*** Source material ***

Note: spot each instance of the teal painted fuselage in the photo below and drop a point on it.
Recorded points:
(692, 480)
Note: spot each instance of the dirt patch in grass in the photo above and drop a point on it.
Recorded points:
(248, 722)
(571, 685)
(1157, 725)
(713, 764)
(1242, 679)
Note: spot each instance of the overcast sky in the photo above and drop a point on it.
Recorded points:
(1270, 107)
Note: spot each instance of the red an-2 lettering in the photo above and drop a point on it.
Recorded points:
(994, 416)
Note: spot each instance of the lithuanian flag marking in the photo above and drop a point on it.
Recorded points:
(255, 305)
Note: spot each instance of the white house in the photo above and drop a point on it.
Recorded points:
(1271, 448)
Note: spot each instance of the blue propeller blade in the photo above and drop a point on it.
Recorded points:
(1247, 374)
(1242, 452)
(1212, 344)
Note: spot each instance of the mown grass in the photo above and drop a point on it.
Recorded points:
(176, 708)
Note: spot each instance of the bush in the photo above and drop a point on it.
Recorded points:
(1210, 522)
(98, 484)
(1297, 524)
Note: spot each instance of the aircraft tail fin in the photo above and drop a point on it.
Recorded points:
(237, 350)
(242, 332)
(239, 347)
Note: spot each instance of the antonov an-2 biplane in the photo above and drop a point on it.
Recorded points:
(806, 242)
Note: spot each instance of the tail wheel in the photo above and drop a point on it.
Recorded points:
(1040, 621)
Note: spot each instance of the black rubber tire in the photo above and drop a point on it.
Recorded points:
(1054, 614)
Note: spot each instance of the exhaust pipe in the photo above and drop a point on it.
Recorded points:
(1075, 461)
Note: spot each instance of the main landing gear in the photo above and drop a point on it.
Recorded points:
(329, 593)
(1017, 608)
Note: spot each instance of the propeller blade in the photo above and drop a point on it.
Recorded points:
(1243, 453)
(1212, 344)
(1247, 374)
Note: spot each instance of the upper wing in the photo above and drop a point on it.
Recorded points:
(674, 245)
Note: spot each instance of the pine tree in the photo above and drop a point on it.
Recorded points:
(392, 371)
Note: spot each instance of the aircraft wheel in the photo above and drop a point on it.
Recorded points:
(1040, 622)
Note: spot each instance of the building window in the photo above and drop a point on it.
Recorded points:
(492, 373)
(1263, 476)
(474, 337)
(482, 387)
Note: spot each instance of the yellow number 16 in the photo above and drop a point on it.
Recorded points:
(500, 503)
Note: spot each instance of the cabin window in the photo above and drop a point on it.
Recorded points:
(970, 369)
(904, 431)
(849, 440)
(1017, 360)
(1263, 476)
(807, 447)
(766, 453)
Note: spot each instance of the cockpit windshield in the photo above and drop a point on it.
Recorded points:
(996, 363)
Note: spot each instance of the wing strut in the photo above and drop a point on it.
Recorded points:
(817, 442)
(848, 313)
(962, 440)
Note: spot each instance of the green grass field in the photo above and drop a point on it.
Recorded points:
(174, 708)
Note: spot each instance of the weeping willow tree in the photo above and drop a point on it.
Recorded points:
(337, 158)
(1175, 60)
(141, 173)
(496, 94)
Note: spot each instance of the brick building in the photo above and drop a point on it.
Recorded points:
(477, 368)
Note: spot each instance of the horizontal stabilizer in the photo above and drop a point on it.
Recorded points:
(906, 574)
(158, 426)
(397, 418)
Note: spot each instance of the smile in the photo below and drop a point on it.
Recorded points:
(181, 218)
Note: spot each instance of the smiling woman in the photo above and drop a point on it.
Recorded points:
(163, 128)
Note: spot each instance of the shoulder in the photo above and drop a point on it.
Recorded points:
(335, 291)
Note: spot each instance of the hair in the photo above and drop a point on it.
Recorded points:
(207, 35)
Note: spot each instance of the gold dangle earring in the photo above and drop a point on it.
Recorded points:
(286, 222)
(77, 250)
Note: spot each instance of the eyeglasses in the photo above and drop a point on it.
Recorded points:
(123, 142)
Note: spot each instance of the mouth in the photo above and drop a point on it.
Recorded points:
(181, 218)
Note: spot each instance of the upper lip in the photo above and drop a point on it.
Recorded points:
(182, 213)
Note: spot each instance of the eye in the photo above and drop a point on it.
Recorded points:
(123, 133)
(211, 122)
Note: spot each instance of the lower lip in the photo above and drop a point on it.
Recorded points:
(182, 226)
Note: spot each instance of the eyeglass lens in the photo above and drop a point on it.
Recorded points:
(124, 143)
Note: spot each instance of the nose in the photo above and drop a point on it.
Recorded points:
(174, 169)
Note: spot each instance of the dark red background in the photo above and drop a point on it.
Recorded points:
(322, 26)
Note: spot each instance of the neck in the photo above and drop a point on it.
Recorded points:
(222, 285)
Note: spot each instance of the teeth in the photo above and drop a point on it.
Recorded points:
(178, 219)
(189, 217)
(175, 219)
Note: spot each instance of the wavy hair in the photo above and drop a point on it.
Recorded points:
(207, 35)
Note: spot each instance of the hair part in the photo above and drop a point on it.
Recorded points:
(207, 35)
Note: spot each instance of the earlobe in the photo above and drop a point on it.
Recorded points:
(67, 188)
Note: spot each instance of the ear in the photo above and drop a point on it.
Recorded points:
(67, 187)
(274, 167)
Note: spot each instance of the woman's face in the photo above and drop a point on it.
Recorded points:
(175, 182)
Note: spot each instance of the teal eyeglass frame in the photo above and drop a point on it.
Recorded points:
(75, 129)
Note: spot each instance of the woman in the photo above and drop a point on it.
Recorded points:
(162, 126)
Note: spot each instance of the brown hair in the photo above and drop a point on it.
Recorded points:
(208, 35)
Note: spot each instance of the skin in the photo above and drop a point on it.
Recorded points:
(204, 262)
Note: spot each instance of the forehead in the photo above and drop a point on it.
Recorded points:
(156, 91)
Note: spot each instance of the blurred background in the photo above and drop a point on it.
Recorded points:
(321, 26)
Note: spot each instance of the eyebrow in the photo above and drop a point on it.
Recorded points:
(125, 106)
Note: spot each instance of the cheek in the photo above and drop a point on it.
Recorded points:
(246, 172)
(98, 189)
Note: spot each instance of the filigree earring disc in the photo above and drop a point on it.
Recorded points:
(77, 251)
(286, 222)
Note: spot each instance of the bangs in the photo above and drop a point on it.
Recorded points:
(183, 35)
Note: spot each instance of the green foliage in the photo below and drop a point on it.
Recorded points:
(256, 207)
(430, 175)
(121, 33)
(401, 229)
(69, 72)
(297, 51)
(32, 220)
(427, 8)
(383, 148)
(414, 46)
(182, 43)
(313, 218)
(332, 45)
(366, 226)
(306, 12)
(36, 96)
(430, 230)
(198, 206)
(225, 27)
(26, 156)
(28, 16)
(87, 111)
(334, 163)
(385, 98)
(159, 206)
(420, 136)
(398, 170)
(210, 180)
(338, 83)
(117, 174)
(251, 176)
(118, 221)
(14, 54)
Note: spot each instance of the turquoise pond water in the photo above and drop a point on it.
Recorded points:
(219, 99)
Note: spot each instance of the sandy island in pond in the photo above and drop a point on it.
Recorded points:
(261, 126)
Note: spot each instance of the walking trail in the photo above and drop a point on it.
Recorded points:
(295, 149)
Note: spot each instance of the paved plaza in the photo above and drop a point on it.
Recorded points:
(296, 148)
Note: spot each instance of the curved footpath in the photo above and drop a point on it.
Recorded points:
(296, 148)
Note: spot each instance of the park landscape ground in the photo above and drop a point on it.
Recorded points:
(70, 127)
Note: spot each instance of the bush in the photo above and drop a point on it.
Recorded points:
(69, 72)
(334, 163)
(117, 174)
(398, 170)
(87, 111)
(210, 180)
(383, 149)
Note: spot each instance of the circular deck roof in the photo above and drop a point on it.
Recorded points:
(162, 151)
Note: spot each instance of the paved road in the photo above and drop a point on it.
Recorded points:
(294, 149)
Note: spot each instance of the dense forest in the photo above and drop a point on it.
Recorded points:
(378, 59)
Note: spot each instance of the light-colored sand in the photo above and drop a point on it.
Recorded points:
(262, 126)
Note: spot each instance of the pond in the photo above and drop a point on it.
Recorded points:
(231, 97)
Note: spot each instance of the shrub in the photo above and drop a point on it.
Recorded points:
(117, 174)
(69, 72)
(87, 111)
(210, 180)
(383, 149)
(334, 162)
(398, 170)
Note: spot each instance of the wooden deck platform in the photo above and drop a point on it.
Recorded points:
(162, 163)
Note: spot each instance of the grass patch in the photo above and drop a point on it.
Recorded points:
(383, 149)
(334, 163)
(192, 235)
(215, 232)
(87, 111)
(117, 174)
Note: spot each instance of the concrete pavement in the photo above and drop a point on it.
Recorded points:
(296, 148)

*** End of Source material ***

[What is expected]
Pull out every line above that holds the word "upper".

[The completed task]
Note: spot each instance of the upper wing in the photo above and drop a point on it.
Note: spot each instance of the upper lip in the photo above and drop a point on it.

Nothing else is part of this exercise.